● **Document text**
= = = =

To formalize this properly, we need to adopt the viewpoint of differential geometry. So as to not be overly general, consider our system to be an ideal gas. We will call the space of thermodynamic states $\mathcal M$, and (for the moment) we will choose coordinates $(S,V)$ for $\mathcal M$ where we interpret $S$ and $V$ as the entropy and volume of a state.
A state quantity is a function $f:\mathcal M\rightarrow \mathbb R$. Examples of state quantities include the volume function, $\mathcal V: (S,V) \mapsto V$ and the internal energy function $E:(S,V)\mapsto E(S,V)$ (which is somewhat tedious to write out).
A tangent vector to $\mathcal M$ can be thought of as a directional derivative, which roughly eats a state function $f$ and spits out the rate at which $f$ changes along some direction. In coordinate form, a tangent vector $\vec X$ acts on $f$ as follows:
$$\vec X(f) = X^1 \frac{\partial f}{\partial S} + X^2 \frac{\partial f}{\partial V}$$
where $X^1$ and $X^2$ are called the components of $\vec X$ (in this basis). Accordingly, we can represent $\vec X$ all by itself as
$$\vec X = X^1 \frac{\partial}{\partial S} + X^2 \frac{\partial }{\partial V}$$
In this sense, the partial derivatives $\frac{\partial}{\partial S}$ and $\frac{\partial}{\partial V}$ are the basis vectors which span this space.

= = = =

Region annotation records
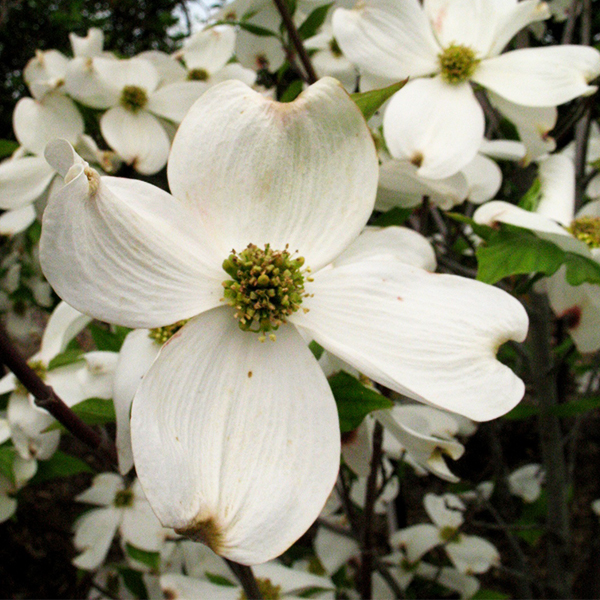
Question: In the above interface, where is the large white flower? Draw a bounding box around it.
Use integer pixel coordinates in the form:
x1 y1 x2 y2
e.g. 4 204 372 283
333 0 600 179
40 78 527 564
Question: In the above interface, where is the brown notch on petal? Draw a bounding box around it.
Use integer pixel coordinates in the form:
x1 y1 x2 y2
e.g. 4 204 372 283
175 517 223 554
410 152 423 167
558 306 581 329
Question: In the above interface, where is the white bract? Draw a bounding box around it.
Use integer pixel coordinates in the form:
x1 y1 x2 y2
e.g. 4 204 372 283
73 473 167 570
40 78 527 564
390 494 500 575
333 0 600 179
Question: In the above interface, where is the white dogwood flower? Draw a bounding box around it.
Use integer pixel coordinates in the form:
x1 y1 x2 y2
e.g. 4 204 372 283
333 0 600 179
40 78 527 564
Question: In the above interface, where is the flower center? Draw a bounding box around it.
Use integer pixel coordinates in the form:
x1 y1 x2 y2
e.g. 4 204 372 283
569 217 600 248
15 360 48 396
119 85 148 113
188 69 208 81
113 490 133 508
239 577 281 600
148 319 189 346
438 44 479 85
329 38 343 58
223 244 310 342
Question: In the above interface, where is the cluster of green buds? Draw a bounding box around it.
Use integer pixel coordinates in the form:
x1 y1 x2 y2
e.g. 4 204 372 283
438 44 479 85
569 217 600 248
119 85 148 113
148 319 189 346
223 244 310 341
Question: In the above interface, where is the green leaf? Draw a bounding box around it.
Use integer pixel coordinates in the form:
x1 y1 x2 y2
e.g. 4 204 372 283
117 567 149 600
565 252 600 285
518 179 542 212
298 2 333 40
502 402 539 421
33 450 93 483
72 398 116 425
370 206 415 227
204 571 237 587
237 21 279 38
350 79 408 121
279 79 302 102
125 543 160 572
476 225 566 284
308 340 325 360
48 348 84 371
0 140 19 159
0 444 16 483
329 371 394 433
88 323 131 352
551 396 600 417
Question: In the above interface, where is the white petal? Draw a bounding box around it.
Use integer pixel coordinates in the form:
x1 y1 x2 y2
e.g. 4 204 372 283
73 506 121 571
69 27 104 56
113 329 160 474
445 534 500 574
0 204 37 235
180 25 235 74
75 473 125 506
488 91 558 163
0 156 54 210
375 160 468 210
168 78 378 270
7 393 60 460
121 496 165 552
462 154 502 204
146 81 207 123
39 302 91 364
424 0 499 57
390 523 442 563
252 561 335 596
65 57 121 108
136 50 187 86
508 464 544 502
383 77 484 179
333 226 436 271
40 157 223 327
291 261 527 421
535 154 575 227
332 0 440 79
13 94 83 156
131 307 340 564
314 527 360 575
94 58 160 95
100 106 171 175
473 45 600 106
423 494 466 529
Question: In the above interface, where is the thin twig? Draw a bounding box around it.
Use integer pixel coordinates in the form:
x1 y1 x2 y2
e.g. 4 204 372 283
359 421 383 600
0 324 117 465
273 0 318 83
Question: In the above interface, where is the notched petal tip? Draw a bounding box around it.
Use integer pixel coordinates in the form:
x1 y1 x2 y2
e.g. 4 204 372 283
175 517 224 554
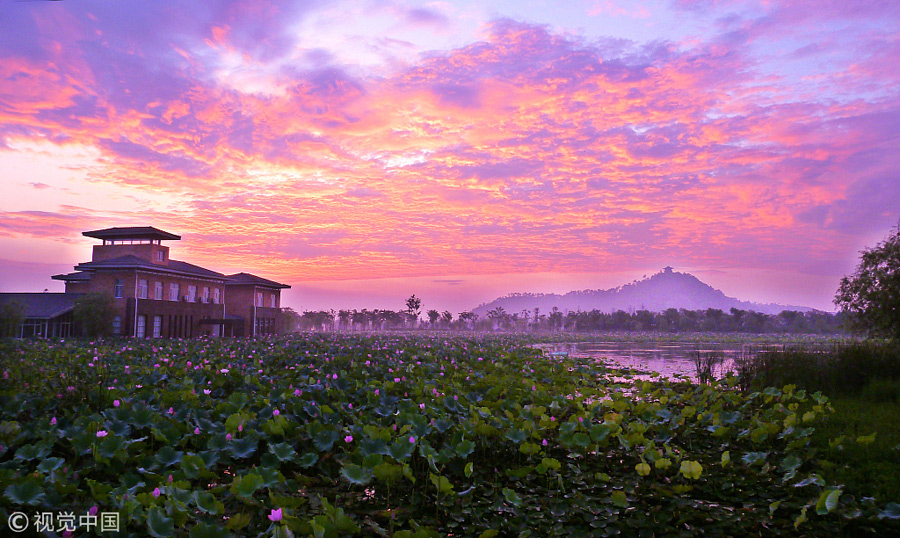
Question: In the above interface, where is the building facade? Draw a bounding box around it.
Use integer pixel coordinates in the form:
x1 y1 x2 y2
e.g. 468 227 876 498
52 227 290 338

= = = =

● **Exercises**
1/ Rewrite the paragraph of the text on thermodynamic state space that begins "A state quantity is a function" as a short list, keeping its main facts.
2/ Write the next part of the text on thermodynamic state space, continuing from its final sentence.
The records are material separate from the text on thermodynamic state space.

● **Per-task outputs**
1/
- A state quantity is a function $f:\mathcal M\rightarrow \mathbb R$.
- Example: the volume function, $\mathcal V: (S,V) \mapsto V$.
- Example: the internal energy function, $E:(S,V)\mapsto E(S,V)$, which is somewhat tedious to write out.

2/
A one-form is an object which eats a tangent vector and spits out a number. Given a choice of basis $\left\{\frac{\partial}{\partial S},\frac{\partial}{\partial V}\right\}$ for the tangent vectors, we can define a corresponding basis $\{\mathrm dS,\mathrm dV\}$ for the one-forms which has the property that
$$\mathrm dS\left(\frac{\partial}{\partial S}\right) = 1 \qquad \mathrm dS\left(\frac{\partial}{\partial V}\right) = 0$$
$$\mathrm dV\left(\frac{\partial}{\partial S}\right) = 0 \qquad \mathrm dV\left(\frac{\partial}{\partial V}\right) = 1$$
and so any one-form $\omega$ can be expressed in component form as
$$\omega = \omega_1 \mathrm dS + \omega_2 \mathrm dV$$
What does it mean that $\delta Q$ and $\delta W$ are not exact one-forms?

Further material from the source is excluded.